— BEGIN QUOTED TEXT —

Laura Kreidberg
Graduate Student, Department of Astronomy and Astrophysics

Location: ERC 548

Scientific Advisor: Jacob L. Bean

Publications: ADS | arXiv

Research Fields:
My research focuses on intensive characterization of exoplanet atmospheres with the Hubble and Spitzer space telescopes.

Member of Research Groups:

Ph.D. Thesis Defense
Defense date: May 24, 2016
Ph.D. Thesis: "Snapshots of Faraway Places: Intensive Atmosphere Characterization of Extrasolar Planets"

Scientific Advisor: Jacob L. Bean

Ph.D. Committee members: Daniel Fabrycky, Hsiao-Wen Chen, and Andrey Kravstov

"Laura conducted the most ambitious observational programs ever on the topic of exoplanet atmospheres for her dissertation. She used large investments of Hubble and Spitzer Space Telescope time to measure exoplanet atmospheric compositions, thermal structures, energy budgets, and dynamics to understand planetary origins and physics. The papers resulting from her work are the new benchmarks in the field, and provide a foundation for studying the atmospheres of potentially habitable planets with future facilities."

— END QUOTED TEXT —
— BEGIN INFORMATION SUPPLIED —

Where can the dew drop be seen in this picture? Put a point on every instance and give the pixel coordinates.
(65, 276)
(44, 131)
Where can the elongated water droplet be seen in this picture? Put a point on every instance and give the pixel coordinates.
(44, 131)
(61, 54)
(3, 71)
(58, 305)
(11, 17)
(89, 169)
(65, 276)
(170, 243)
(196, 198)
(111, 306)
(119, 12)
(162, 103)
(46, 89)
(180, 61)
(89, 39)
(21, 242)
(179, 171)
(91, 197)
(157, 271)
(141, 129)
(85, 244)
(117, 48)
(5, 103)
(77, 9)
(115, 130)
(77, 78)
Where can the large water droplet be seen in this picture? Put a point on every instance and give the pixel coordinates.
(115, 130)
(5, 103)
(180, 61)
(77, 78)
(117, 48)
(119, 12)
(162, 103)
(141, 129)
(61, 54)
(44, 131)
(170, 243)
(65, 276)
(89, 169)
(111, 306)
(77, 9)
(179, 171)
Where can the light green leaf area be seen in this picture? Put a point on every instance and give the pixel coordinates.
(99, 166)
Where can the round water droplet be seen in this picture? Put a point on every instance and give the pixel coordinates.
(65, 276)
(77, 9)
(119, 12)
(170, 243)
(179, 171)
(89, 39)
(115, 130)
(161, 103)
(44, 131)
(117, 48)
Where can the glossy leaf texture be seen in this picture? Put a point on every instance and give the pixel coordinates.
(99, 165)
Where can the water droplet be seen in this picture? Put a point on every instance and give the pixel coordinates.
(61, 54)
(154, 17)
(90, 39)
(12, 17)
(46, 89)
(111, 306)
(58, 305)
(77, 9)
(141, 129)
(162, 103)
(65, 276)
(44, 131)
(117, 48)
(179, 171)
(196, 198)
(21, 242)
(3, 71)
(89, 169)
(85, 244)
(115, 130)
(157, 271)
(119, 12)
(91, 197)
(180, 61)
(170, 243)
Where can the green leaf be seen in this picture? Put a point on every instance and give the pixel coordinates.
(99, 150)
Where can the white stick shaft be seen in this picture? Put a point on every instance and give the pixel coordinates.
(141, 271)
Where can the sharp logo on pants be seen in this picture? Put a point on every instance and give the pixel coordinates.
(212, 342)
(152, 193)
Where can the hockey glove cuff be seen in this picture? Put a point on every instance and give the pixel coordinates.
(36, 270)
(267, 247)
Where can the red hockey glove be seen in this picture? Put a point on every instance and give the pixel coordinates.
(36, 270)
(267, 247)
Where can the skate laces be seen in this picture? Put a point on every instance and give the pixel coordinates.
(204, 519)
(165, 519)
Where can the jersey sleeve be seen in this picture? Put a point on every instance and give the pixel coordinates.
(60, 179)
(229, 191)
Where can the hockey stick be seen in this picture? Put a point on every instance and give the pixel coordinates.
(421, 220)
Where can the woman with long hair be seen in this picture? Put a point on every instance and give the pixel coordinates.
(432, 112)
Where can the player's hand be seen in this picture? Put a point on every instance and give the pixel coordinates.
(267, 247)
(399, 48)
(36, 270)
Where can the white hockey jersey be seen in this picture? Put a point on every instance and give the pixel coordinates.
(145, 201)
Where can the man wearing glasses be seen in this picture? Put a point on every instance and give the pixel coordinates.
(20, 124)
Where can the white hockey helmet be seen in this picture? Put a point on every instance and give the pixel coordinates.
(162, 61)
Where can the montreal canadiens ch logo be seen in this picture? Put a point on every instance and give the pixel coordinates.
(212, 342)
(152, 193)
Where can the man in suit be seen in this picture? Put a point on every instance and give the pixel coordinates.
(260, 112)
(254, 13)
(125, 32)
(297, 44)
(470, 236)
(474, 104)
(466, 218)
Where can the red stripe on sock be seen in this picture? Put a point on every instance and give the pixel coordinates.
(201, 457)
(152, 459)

— END INFORMATION SUPPLIED —

EXERCISE REQUIREMENTS:
- A) Revise the part of the profile that opens with the words containing "Publications: ADS |" and closes with "Spitzer space telescopes.", replacing "exoplanet atmospheres" with "planetary atmospheres".
- B) Answer these questions from the profile:
(i) What location is listed?
(ii) On what date was the thesis defended?
(iii) Who were the Ph.D. committee members?
The collection entries are separate material and have no connection to the profile.

RESPONSES PER TASK:
- A)
Publications: ADS | arXiv

Research Fields:
My research focuses on intensive characterization of planetary atmospheres with the Hubble and Spitzer space telescopes.

- B)
(i) ERC 548
(ii) May 24, 2016
(iii) Daniel Fabrycky, Hsiao-Wen Chen, and Andrey Kravstov